• Texto do documento:
>>>
Em 2018, uma onda conservadora levou o capitão da reserva do Exército Jair Bolsonaro à presidência da República – e, no rastro da força daquele movimento, dezenas de agentes de segurança pública conseguiram chegar aos Legislativos estaduais e à Câmara dos Deputados. Passados quatro anos, segue em alta o interesse de integrantes das Polícias Militares e das Forças Armadas pela carreira política. Somente nos dois maiores colégios eleitorais do País, 171 policiais militares se desincompatibilizaram dos seus cargos para disputar as eleições – 80 em São Paulo e 91 no Rio de Janeiro. Quanto às Forças Armadas, pelo menos 86 de seus integrantes vão encarar a batalha pelo voto do eleitor.

FORÇAS ARMADAS General Peternelli (União Brasil) contabilizou as candidaturas dos colegas de farda oliva. Chegou a um total de 86 (Crédito:Divulgação)
<<<
• Dados fornecidos:
>>>
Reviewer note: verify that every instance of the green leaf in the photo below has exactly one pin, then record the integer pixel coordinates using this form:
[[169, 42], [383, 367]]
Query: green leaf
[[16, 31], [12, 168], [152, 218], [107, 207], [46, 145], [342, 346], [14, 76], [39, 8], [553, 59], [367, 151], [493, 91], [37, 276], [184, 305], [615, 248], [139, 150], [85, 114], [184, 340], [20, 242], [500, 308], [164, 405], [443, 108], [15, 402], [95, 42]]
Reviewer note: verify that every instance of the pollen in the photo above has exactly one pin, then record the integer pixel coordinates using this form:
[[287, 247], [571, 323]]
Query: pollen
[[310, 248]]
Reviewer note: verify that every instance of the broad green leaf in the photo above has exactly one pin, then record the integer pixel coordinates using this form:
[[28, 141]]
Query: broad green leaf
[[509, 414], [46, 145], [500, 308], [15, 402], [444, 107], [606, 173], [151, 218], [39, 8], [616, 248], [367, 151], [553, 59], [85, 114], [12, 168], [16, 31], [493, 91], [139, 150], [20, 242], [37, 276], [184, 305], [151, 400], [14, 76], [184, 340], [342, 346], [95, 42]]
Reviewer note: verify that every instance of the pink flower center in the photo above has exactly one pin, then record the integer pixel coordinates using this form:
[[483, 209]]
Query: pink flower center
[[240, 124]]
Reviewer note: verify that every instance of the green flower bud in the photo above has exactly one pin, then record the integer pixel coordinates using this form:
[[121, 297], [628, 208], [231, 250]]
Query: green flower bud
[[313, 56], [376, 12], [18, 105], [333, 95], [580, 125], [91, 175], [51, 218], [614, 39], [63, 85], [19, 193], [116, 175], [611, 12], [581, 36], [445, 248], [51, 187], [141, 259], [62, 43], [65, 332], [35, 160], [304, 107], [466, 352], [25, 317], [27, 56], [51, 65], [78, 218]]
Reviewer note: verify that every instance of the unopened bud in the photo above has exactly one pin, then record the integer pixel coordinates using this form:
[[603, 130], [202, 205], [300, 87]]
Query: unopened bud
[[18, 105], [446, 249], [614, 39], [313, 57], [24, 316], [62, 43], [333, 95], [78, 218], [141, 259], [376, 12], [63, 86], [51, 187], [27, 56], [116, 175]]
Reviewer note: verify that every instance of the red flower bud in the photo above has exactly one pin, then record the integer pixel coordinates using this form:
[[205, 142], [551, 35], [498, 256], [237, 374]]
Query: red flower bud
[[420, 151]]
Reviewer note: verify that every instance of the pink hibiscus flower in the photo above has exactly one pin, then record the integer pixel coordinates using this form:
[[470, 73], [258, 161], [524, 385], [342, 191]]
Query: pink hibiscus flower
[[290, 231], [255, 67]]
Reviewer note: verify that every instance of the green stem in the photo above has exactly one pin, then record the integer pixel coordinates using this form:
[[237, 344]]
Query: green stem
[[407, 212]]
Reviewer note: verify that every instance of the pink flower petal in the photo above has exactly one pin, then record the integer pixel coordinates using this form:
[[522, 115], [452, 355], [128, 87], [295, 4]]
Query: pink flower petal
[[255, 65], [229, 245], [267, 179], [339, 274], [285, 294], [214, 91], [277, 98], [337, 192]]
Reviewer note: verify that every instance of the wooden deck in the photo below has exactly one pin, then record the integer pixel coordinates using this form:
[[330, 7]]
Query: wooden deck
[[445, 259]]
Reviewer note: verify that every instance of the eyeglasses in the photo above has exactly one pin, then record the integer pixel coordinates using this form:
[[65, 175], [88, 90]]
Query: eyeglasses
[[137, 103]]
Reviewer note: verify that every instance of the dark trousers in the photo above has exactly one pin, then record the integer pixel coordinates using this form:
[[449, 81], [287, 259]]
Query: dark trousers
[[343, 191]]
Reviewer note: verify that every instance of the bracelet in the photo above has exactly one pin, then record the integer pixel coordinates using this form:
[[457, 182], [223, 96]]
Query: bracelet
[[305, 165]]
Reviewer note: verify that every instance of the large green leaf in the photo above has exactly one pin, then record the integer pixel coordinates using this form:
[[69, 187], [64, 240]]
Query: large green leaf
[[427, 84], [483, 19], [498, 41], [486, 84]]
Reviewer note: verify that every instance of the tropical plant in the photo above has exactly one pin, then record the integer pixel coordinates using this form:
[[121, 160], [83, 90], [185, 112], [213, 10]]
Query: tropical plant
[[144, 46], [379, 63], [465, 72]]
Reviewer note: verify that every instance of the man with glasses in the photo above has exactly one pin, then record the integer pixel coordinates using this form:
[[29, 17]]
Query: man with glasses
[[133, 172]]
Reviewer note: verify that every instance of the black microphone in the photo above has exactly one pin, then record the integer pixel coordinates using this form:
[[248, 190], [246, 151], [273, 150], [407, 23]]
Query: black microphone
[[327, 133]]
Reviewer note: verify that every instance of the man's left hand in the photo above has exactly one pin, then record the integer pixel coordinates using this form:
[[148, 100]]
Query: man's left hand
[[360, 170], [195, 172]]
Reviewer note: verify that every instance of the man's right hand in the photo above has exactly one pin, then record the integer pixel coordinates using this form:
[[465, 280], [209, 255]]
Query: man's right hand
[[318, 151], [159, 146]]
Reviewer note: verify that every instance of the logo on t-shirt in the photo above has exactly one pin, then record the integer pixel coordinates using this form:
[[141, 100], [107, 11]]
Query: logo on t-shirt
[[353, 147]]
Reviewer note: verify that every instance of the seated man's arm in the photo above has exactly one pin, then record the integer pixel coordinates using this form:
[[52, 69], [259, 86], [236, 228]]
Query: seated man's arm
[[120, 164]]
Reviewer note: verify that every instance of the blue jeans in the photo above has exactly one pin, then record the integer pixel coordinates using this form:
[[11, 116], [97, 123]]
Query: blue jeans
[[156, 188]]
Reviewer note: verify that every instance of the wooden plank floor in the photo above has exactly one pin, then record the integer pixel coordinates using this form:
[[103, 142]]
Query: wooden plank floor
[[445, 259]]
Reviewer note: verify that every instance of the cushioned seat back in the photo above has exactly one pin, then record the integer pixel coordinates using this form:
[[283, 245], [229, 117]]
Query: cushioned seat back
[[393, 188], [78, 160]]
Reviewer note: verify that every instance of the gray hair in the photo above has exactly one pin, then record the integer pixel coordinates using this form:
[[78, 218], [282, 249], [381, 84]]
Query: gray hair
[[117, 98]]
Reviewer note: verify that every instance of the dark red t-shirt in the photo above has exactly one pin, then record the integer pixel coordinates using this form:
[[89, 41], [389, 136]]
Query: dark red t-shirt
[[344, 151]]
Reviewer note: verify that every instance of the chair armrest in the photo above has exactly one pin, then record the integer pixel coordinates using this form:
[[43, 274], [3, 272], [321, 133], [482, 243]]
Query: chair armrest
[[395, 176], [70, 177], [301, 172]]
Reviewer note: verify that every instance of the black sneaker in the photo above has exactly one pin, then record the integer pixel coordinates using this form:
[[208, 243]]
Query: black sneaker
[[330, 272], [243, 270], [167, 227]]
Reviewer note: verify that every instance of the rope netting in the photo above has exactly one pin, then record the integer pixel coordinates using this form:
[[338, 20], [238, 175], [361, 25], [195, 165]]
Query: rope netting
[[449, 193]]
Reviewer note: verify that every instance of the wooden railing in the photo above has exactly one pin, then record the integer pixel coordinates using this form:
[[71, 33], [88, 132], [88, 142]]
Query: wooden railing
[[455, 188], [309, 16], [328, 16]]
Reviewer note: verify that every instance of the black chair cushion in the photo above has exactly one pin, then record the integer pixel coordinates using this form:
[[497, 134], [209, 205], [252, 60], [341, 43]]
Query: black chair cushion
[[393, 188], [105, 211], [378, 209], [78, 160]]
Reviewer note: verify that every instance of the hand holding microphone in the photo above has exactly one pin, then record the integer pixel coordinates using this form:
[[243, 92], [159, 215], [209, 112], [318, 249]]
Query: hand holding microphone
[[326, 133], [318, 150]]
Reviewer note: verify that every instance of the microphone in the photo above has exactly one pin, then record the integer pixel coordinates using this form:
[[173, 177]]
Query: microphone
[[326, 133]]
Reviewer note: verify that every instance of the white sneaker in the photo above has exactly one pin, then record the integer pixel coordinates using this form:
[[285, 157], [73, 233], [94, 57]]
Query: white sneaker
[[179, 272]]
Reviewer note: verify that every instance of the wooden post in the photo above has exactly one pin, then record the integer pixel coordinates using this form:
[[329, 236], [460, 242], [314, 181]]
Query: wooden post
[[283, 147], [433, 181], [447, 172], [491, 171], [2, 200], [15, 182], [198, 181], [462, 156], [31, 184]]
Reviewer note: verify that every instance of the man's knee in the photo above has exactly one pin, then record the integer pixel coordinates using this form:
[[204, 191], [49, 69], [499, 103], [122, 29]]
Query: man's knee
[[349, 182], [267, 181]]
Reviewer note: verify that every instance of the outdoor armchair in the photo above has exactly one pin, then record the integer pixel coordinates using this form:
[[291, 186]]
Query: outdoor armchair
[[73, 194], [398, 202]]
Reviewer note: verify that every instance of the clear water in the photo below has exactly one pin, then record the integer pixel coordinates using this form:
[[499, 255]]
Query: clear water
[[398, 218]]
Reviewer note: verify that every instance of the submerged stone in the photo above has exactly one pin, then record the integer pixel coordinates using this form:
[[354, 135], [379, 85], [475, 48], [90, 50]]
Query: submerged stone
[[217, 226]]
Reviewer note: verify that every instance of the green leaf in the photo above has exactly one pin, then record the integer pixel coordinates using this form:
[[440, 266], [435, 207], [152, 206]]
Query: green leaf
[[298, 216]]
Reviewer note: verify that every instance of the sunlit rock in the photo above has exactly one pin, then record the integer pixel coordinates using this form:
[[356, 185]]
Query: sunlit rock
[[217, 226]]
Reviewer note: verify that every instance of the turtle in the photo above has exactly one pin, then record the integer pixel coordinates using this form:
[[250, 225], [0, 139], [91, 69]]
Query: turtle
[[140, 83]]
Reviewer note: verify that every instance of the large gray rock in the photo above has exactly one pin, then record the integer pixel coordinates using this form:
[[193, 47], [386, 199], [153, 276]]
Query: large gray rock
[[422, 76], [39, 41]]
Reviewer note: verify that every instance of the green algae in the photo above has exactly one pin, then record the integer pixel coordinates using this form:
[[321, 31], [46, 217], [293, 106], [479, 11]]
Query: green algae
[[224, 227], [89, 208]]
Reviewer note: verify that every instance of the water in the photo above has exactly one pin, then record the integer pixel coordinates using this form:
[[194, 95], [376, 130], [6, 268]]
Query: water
<<<
• Tarefas do exercício:
1. No texto sobre candidaturas de policiais e militares, quantos policiais militares do Rio de Janeiro se desincompatibilizaram dos cargos para disputar as eleições?
2. Retome o texto sobre candidaturas de policiais e militares a partir do ponto em que ele termina.

• Respostas em ordem:
1. 91 policiais militares.

2.
O deputado estadual Coronel Telhada (PP) trabalha com um número ainda maior: ele estima que 150 policiais da reserva e da ativa da PM de São Paulo vão disputar as eleições – e demonstra uma certa preocupação com essa alta procura. “Pode haver uma pulverização dos votos, e pessoas que teriam condições de se eleger não vão conseguir porque é muita gente disputando o um mesmo eleitorado”, explica. “É um direito, as pessoas podem se candidatar, mas muitas vêm iludidas, acham que é fácil, que a política oferece melhores condições de trabalho, mas é um serviço como qualquer outro”. Terminando seu segundo mandato no Legislativo paulista, o coronel agora almeja uma vaga na Câmara dos Deputados. “Acho que a legislação penal precisa de uma reavaliação”, diz. “Também pretendo atuar no apoio e proteção aos direitos dos CACs (Colecionadores, atiradores esportivos e caçadores)”.

EM FAMÍLIA De olho na Câmara, o Coronel Telhada abre caminho para
o filho, que tenta uma vaga de deputado estadual (Crédito:Fernanda Telhada)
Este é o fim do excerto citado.